• [Directions]: Go through the entries below and write each one out exactly.
# # # # #
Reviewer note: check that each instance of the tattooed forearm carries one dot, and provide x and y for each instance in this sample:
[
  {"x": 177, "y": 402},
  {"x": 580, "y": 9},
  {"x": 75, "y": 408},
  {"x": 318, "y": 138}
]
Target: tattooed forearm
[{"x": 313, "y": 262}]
# # # # #
• [Response to this exercise]:
Reviewer note: check that each instance of the tattooed forearm carries one dot, and provide x and y for each instance in this sample:
[
  {"x": 177, "y": 402},
  {"x": 580, "y": 9},
  {"x": 75, "y": 408},
  {"x": 318, "y": 138}
]
Target: tattooed forearm
[{"x": 313, "y": 262}]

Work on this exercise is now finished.